- Page text
start

ST. PETERSBURG, Fla. – An updated Scout Blog detailing highlights from the first day of play at this week’s Perfect Game National Showcase provided a short but telling tidbit about one the day’s top performers.
Dominic Hellman is a big, athletic, bright and easy mannered shortstop out of Mill Creek, Wash., who at 6-foot-6, 245 pounds cuts an impressive figure. His actions are loose and easy and his presence can be pronounced as evidenced by the impressive power display he put on during his batting practice session.
Ten pitches. Seven monster blasts to his pull-side for the right-handed hitting Hellman, most of which were estimated to travel more than 400 feet. One even bounced-off the facing in Tropicana Field’s upper-deck down the left field line.
“[Hellman] had one of the loudest batting practices in recent PG National memory,” the Scout Blog read. “It’s a mammoth frame that produces mammoth power.”
It was a sight to behold, one that left even long-time scouts shrugging their shoulders and shaking their heads. Even Hellman himself, while certainly understanding why his performance raised eyebrows, kind of looked at it as another day at the office, although in the world of high school amateur baseball, this was the equivalent of the Oval Office.
“BP is my time to get going and get my swing going before I get into these games,” Hellman told PG post-performance. “I just found out that my power is still there...and my swing path felt great. The BP thrower just put it on a tee for me and I felt great overall out there; it was pretty fun...
“When I get into a zone like that it’s just me and the BP thrower. It’s pretty cool to have everything shutdown and it’s just me and him. I had everything blocked out.”
Although the PG National Showcase is only the 10th PG event at which Dominic Hellman has been rostered since he debuted at the 2018 PG 14u West Showcase, PG’s crackerjack scouting department is intimately familiar with the kid from the Pacific Northwest’s considerable talents.
He arrived at the National as the No. 31-ranked overall prospect in the class of 2022 (No. 7 outfielder), a badge of honor to be worn proudly amongst his peers. And make no mistake, there is nothing he likes better than being a part of an assemblage of such highly-regarded prospects who also happen to share his same grad year.

end

- Extracted data
start

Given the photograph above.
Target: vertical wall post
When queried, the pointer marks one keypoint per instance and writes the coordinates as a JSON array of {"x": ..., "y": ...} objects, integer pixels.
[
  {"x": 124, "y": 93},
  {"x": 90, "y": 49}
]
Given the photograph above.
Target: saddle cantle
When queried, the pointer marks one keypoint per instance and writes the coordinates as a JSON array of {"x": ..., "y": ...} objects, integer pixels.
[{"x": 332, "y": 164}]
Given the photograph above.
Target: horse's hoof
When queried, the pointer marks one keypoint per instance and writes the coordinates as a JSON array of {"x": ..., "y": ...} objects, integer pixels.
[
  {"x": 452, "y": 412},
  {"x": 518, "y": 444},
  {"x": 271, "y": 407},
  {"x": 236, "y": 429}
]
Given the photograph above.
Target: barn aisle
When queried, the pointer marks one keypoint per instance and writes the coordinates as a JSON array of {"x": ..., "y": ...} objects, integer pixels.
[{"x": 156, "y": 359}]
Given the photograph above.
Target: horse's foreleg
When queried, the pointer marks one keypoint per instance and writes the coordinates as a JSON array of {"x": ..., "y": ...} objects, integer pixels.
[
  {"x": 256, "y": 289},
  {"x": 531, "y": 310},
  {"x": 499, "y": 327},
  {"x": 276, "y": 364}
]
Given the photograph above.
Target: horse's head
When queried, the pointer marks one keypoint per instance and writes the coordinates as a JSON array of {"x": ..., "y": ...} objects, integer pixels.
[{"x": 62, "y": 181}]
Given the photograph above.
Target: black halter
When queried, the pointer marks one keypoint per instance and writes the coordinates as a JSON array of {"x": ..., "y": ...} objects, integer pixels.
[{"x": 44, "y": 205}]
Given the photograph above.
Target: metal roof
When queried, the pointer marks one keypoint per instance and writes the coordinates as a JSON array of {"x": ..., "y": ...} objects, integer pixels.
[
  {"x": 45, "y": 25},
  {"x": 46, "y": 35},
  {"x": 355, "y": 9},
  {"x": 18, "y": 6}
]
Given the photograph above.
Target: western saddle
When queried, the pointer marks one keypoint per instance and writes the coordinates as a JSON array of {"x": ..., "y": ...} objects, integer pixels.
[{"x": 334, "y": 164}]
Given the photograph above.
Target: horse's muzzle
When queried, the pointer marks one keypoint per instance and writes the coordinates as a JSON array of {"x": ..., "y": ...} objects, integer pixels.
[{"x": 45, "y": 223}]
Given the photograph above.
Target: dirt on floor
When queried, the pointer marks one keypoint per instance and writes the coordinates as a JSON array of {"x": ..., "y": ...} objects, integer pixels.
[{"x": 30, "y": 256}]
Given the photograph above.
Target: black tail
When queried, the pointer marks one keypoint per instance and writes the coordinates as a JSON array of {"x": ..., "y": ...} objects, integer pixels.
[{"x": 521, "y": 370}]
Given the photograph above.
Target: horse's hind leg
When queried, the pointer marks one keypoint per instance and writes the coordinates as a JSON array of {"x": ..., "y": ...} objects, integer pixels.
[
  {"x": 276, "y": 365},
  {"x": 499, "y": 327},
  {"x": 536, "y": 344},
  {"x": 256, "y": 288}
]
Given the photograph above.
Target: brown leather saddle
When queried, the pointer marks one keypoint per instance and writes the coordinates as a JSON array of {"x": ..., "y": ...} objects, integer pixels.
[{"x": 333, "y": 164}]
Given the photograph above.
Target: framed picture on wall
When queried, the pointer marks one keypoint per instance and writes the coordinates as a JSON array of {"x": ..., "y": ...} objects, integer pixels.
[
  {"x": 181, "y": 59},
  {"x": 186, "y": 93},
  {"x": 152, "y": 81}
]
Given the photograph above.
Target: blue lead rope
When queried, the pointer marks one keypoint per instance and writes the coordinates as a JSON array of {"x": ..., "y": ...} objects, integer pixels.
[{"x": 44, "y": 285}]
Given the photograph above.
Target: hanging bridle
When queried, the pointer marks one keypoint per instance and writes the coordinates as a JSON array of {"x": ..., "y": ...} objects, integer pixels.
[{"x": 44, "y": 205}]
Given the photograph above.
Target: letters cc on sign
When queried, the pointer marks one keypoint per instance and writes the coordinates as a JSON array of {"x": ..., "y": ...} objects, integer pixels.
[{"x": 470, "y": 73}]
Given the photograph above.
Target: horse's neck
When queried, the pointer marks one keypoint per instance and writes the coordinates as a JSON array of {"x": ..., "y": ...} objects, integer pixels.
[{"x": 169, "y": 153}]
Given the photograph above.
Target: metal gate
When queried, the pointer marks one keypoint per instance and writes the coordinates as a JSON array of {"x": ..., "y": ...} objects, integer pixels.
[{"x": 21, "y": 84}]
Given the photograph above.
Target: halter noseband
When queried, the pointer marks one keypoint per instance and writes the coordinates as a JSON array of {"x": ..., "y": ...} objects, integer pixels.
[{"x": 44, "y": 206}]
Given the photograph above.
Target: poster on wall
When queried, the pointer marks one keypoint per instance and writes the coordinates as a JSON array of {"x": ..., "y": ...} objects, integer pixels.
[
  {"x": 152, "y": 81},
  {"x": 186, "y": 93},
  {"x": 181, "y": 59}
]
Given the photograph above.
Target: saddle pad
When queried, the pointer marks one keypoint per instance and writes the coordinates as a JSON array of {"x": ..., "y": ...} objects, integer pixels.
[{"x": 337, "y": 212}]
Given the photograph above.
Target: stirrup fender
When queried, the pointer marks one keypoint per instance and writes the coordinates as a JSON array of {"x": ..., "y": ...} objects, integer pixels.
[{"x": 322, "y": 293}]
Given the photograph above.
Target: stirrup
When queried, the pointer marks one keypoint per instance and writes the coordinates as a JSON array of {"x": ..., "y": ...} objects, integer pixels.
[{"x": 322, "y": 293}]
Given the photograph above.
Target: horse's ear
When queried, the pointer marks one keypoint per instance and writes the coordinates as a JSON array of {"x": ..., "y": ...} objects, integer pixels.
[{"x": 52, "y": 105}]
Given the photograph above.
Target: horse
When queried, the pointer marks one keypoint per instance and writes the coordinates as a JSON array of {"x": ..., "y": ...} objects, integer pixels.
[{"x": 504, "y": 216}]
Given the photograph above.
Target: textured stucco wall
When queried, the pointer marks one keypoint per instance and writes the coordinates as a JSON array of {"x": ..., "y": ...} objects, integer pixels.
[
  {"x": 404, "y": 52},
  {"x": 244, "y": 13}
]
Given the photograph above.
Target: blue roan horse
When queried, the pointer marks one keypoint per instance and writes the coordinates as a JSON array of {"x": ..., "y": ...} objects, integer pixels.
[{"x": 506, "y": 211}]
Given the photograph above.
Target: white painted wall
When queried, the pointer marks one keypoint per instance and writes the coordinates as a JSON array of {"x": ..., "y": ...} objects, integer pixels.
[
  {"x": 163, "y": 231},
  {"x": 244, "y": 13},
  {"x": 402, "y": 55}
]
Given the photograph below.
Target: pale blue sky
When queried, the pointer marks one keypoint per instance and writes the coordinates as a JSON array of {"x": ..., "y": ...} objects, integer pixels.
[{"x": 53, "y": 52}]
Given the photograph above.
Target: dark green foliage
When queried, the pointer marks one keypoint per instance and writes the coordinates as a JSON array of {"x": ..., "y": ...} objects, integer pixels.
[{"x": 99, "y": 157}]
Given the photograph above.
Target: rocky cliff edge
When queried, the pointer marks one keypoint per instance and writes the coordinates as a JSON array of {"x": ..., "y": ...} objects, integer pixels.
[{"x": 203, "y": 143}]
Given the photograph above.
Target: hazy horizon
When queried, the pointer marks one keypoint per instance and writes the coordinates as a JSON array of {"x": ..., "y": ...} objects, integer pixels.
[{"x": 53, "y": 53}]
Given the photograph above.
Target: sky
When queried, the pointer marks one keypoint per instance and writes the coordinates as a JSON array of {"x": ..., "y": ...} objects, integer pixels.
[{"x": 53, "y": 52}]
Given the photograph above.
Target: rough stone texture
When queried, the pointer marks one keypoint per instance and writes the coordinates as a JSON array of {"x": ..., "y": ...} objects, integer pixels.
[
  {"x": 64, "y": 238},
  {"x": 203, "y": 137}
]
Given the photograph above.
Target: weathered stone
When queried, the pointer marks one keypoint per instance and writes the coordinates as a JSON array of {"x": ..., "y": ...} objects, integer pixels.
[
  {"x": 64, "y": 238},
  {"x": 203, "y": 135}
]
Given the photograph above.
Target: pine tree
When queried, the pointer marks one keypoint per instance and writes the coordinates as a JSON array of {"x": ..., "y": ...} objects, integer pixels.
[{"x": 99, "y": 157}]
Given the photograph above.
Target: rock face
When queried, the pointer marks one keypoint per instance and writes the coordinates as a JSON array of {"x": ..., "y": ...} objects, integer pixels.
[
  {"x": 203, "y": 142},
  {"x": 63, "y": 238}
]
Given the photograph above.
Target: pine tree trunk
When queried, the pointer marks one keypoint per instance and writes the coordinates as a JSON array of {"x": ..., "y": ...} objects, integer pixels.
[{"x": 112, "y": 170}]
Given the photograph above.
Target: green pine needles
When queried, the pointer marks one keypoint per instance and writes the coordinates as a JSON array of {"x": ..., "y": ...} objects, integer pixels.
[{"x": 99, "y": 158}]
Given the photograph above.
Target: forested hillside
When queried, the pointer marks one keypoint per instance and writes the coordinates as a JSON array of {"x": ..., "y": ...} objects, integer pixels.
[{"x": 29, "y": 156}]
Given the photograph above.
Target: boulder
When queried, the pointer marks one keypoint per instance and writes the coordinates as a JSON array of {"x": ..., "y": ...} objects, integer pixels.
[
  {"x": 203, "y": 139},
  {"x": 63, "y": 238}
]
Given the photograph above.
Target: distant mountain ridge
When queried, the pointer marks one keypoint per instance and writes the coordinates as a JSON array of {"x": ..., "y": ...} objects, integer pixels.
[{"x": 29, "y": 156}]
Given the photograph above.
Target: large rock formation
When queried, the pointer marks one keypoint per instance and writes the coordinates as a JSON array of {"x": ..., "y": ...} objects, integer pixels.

end

- Required actions
a. Using the article about Dominic Hellman, answer these:
(i) What are Hellman's listed height and weight?
(ii) How many pitches did he see in his batting practice session, and how many did he hit for monster blasts?
(iii) What was his overall prospect ranking in the class of 2022 when he arrived at the National?
b. Locate every line of the records that contains the word "wall", and copy each one.

- Answers to each task
a.
(i) 6-foot-6 and 245 pounds.
(ii) Ten pitches, seven monster blasts.
(iii) No. 31 overall (No. 7 outfielder).

b.
Target: vertical wall post
Target: framed picture on wall
Target: poster on wall
Target: textured stucco wall
Target: white painted wall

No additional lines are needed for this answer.